▶ **WRITTEN EXERCISE 1**
Duplicate everything from "1430; achievement for" down to "in the highlands." in the Highlands trip post.

▶ **SUPPLIED TEXT**
.....

UNITED KINGDOM | Monday, 21 July 2014 | Views [365]

Connecting with the Highlands of Scotland

 

Having been back home for a couple of days now, and finally managed to dry all my kit, I've had some time to reflect and get round to setting pen to paper, or rather fingers to keyboard.  

An old military maxim goes something like, "it is a bad plan indeed that cannot be changed", and so is true of any trip, particularly one with a photographic focus.  After an initial spurt of fine weather, my time was assailed with rain and wind, contrary to the ever reliable met office predictions.  My first reaction to this (well second I suppose after, shit I'm going to get really wet) was, great, the light at the end of a storm is amazing, plenty of scope for capturing breaking clouds over mountains and lochs, water racing of branches and foliage, refraction of light though the moisture in the air.  Sadly, non of this happened as it rained pretty constantly for two days and what breaks there were offered only flat and overcast light, good of course for a variety of shots but none, sadly, that I wanted to shoot.  In the end I opted to catch the train up to Fort William and watch what the weather did.  From there I would walk back south along the WHW to Ranoch and the more desolate areas of the highlands.  The forecast also showed a clear morning later in the week so I re-planned to camp at Lairigmor and then climb Mam na Gualain in the wee hours for dawn shots over Loch Leven and Ranoch to the south.  

Here's a transcript from my diary for the trip, offering contemporary thoughts and reactions to the events of the week.  

DAY 1

1430; achievement for the day - figured out how to attach my all-too-heavy camera bag to my main pack.  Will probably have a dead arm all too soon, but better that than a dead shoulder.  Bringing the 135mm is adds a good kilo + to my kit but it will prove its worth when I get higher up in the highlands.

.....

▶ **ENTRIES SHOWN**
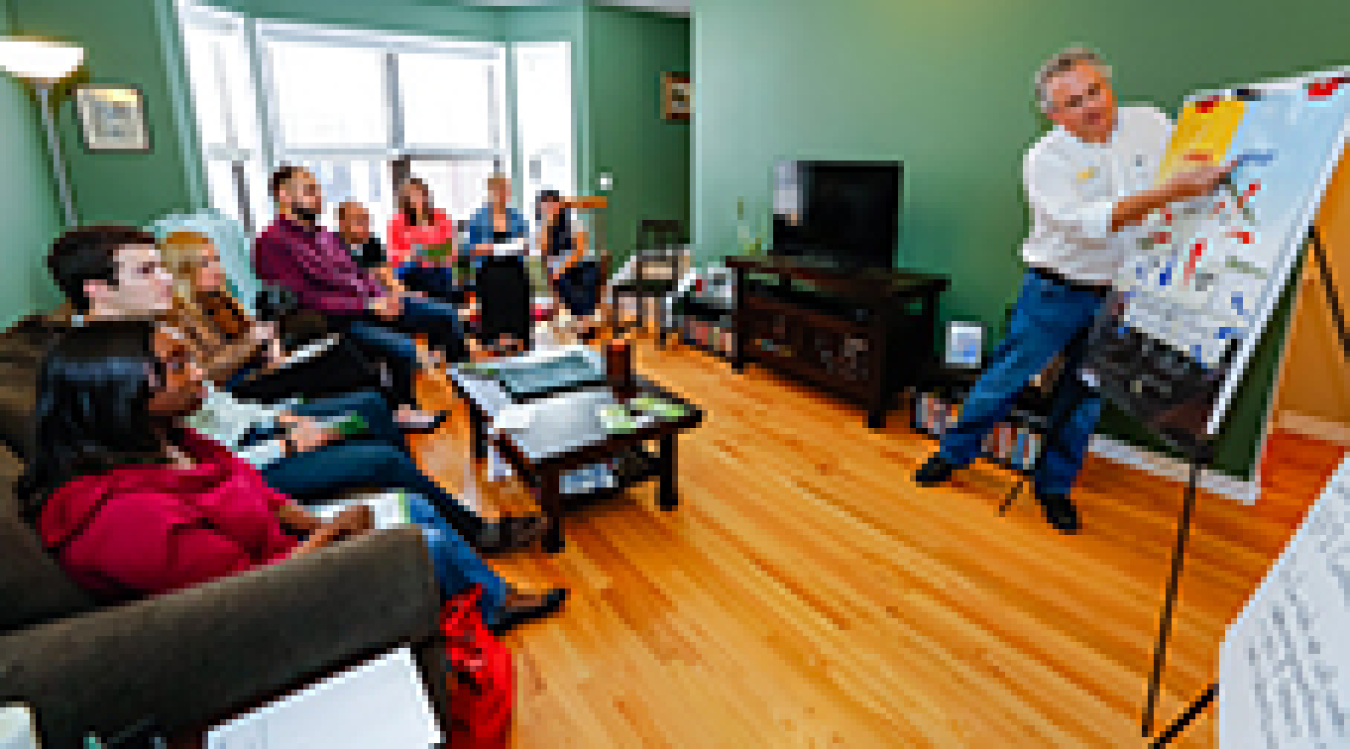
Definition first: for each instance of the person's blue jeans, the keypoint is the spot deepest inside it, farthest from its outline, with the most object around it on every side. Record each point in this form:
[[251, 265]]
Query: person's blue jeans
[[1046, 319], [458, 566], [371, 406], [377, 459], [579, 288], [392, 339]]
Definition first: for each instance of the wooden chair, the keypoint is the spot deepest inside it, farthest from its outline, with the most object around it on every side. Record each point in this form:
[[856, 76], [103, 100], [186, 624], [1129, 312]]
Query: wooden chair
[[656, 270]]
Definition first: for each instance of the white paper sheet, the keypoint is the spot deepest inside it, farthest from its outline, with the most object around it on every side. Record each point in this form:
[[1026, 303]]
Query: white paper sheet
[[380, 703], [1284, 667], [509, 248], [388, 508]]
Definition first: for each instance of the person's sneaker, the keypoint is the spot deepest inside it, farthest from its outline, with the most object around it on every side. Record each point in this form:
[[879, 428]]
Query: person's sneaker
[[1060, 512], [934, 471]]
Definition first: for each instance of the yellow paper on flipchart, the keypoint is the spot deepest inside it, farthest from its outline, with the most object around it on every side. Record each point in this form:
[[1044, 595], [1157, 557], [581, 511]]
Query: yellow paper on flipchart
[[1206, 134]]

.....

▶ **WRITTEN EXERCISE 2**
Rewrite everything in the entries from the line containing "Definition first: for each instance of the white" down to the end of the entries, changing "sneaker" to "shoe" and leaving all else as it is.

▶ **WORKED ANSWER 1**
1430; achievement for the day - figured out how to attach my all-too-heavy camera bag to my main pack.  Will probably have a dead arm all too soon, but better that than a dead shoulder.  Bringing the 135mm is adds a good kilo + to my kit but it will prove its worth when I get higher up in the highlands.

▶ **WORKED ANSWER 2**
Definition first: for each instance of the white paper sheet, the keypoint is the spot deepest inside it, farthest from its outline, with the most object around it on every side. Record each point in this form:
[[1026, 303]]
Query: white paper sheet
[[380, 703], [1284, 667], [509, 248], [388, 508]]
Definition first: for each instance of the person's shoe, the keypoint is the spot deepest inside it, farthest from its outline, with the most object around it on every side. Record each point in this form:
[[879, 428]]
Query: person's shoe
[[1060, 512], [934, 471]]
Definition first: for each instance of the yellow paper on flipchart, the keypoint is the spot deepest inside it, farthest from its outline, with the most object around it on every side. Record each point in this form:
[[1044, 595], [1157, 557], [581, 511]]
Query: yellow paper on flipchart
[[1206, 134]]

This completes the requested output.